Work to be completed:
From the line with "Target: low-lying mist" to the final line of the records, reproduce every line exactly and only those lines.
start
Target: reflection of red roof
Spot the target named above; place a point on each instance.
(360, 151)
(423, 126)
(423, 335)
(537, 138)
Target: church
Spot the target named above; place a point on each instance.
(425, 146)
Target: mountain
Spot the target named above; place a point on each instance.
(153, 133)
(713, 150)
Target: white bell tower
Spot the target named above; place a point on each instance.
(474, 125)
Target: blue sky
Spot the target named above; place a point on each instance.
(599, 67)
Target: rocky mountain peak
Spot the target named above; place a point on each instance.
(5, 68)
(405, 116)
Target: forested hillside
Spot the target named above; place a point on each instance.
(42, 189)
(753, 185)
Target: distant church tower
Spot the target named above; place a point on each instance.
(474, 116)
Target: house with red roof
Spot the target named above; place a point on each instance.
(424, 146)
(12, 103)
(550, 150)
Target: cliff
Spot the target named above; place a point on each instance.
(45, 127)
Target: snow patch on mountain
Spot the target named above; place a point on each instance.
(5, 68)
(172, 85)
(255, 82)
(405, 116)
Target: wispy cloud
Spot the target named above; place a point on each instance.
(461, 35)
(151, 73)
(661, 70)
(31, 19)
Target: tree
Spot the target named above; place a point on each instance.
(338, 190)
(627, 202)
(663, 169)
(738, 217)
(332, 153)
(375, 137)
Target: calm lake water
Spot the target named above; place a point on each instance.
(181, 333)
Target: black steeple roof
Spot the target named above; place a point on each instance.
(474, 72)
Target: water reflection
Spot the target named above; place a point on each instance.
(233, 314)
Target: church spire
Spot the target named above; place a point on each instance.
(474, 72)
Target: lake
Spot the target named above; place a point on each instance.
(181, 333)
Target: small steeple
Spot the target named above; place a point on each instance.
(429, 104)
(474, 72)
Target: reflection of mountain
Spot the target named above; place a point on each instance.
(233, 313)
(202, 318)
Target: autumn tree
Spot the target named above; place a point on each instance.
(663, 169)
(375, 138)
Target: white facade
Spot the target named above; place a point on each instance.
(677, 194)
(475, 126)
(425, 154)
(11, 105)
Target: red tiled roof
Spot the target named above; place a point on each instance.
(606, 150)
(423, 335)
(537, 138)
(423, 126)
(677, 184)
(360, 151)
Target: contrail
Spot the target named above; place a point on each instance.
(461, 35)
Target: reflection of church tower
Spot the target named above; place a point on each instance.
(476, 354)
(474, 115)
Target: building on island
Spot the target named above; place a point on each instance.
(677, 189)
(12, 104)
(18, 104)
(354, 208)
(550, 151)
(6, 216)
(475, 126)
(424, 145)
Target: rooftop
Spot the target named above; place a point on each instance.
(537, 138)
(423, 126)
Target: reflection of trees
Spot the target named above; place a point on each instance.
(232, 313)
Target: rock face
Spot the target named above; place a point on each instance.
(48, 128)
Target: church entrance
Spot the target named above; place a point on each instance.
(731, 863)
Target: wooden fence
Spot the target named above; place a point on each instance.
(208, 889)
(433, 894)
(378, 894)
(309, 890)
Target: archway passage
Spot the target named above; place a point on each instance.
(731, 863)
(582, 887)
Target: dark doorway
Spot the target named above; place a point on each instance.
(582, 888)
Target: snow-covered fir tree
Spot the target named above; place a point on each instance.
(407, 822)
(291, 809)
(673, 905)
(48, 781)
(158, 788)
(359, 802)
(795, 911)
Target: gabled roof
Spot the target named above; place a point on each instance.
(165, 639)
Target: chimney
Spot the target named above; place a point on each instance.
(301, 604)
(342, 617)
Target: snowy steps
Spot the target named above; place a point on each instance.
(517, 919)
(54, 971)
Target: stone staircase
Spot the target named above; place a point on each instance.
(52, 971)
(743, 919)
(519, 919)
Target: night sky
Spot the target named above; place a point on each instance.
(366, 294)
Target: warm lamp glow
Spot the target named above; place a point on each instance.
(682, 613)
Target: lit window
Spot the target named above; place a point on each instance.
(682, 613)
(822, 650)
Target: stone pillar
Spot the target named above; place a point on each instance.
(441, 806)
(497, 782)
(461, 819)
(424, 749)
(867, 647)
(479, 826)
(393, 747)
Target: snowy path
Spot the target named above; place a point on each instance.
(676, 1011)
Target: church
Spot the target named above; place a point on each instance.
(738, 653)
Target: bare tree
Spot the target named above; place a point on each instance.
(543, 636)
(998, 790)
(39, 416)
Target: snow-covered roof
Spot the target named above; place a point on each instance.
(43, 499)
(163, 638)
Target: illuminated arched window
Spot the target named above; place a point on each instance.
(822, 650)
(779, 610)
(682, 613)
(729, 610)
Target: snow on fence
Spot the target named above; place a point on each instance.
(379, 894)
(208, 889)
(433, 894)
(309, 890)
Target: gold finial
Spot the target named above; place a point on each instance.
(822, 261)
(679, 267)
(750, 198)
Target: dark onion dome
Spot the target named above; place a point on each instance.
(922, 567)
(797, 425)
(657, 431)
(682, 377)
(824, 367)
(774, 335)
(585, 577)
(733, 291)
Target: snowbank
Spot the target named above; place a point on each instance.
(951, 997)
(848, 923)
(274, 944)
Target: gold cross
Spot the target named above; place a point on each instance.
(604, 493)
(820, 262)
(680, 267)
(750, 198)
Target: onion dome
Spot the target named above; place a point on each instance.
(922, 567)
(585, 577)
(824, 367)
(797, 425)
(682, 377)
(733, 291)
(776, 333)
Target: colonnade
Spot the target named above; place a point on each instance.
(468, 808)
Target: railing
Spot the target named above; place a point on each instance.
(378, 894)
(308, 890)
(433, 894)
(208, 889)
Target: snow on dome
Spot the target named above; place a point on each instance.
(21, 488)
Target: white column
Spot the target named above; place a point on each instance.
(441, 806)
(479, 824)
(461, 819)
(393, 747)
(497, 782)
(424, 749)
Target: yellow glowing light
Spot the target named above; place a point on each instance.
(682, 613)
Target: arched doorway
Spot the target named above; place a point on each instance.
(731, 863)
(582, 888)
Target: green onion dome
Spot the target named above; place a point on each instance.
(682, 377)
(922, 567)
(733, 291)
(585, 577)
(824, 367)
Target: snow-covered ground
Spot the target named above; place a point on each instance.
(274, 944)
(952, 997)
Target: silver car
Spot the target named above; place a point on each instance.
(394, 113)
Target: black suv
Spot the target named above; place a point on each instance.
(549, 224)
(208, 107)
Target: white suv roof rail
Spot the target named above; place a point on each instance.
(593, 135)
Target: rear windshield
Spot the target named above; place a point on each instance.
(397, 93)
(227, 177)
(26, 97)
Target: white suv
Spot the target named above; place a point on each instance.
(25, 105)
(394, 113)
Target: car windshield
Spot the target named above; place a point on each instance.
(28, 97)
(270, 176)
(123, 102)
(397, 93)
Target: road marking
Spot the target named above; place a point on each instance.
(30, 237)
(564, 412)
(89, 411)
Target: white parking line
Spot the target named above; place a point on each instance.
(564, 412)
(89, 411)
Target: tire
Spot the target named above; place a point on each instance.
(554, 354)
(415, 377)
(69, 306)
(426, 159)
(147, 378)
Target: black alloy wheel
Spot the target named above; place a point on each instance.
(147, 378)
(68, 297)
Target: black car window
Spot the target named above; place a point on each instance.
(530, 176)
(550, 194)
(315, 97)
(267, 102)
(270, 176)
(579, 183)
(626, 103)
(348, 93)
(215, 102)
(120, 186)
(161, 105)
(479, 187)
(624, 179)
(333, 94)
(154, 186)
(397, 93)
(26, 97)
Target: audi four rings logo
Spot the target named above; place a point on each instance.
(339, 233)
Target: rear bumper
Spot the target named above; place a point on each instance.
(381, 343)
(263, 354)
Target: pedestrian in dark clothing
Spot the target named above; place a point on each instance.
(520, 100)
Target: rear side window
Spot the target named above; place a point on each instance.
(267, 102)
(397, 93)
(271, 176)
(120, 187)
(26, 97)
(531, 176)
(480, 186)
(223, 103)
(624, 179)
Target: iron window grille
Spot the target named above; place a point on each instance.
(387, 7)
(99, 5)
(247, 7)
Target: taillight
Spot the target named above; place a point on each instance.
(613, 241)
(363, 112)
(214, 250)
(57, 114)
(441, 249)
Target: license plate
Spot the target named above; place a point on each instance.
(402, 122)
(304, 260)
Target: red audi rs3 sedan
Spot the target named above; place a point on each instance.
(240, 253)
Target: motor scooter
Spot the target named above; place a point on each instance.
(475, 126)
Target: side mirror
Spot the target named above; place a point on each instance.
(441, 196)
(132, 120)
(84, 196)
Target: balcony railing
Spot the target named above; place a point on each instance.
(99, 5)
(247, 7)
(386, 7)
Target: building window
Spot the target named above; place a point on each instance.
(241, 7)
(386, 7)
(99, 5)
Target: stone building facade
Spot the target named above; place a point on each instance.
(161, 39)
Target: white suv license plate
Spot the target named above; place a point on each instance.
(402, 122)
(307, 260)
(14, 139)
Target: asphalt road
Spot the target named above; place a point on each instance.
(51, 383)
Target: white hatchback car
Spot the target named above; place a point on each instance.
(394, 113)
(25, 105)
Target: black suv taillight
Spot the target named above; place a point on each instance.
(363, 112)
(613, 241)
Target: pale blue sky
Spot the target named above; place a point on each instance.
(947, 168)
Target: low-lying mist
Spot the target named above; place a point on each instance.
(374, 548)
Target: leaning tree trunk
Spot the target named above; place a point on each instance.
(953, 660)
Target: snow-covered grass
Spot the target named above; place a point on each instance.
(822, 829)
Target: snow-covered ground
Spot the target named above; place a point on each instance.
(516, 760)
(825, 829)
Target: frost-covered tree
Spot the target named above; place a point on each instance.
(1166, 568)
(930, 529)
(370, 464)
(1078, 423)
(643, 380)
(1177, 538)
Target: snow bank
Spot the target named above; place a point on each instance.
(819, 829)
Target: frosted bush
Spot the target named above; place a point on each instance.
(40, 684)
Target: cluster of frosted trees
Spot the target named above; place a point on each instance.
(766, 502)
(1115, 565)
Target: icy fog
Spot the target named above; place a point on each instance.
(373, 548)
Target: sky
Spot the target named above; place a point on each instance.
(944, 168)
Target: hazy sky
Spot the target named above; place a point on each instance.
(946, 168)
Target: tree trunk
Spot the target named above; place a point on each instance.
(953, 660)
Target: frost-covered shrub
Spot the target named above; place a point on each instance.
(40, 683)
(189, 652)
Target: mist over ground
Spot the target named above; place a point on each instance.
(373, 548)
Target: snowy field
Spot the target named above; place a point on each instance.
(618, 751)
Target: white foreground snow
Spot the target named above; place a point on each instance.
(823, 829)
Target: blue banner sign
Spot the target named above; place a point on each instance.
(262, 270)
end
In response:
Target: low-lying mist
Spot the target named above; place a point on each instance.
(374, 548)
Target: leaning tree trunk
Spot the target named above; place a point on each instance.
(953, 660)
Target: snow-covered grass
Spot the target named above; place a point on each instance.
(822, 829)
Target: snow-covered ground
Spot the target named above; place a point on each instance.
(516, 760)
(825, 829)
Target: frost-covered tree
Spot the target named above; place a point on each instance.
(1166, 568)
(930, 529)
(370, 464)
(1078, 423)
(643, 380)
(1177, 538)
Target: snow bank
Spot the target named above; place a point on each instance.
(819, 829)
Target: frosted bush
Spot the target named above; place a point on each instance.
(40, 684)
Target: cluster of frosted trees
Spot the target named above; place a point on each instance.
(766, 502)
(1115, 565)
Target: icy fog
Spot the target named above; place a point on each instance.
(373, 548)
Target: sky
Spot the target named above; place a point on each instance.
(944, 168)
Target: hazy sky
Spot the target named above; place a point on each instance.
(946, 168)
Target: tree trunk
Spot the target named above; place a point on each instance.
(953, 660)
Target: frost-covered shrub
Spot the target named above; place a point on each instance.
(40, 683)
(189, 652)
Target: mist over ground
Spot the target named above; place a point on each instance.
(373, 548)
Target: snowy field
Spot the target named above; place a point on each instance.
(618, 751)
Target: white foreground snow
Spot the target named above; place a point on each instance.
(823, 829)
Target: blue banner sign
Spot the target named above; place a point on each instance.
(262, 270)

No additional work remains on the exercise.